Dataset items
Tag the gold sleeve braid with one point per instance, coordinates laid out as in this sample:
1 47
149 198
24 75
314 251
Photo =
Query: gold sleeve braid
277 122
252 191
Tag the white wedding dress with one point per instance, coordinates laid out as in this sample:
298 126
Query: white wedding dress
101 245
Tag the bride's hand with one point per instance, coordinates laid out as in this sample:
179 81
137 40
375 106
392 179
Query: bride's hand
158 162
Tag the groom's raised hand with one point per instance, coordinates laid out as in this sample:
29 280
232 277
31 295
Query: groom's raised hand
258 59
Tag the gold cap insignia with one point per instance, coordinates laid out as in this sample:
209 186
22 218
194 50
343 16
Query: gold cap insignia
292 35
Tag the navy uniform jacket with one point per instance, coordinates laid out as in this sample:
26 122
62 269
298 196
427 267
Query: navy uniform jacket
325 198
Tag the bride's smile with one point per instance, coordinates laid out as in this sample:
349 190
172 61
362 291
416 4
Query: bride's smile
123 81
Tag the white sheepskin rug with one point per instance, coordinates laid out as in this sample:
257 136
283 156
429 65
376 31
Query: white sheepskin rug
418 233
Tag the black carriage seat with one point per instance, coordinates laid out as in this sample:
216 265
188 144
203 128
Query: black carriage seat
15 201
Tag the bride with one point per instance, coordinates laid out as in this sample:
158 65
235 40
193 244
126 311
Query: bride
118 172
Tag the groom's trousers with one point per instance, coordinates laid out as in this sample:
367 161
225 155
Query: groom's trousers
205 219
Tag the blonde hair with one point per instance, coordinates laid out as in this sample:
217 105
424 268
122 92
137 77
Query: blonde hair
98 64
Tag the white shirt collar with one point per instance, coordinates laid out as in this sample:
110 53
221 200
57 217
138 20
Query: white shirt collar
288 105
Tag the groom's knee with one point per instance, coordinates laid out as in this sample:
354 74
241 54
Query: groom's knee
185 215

:: Job ::
Reproduce the lines above, beginning with the line that contains "Tag the white shirt" and continuing through the final line, including the requests. Offset every point coordinate in the answers by -54.

:: Finished task ::
Tag the white shirt collar with one point per instance, coordinates laid out as in this sample:
110 53
221 200
57 217
138 20
Query: white shirt collar
234 51
Tag the groom's knee with one point per instance, coordinates laid out as in this sample:
354 74
241 54
Query: groom's knee
131 161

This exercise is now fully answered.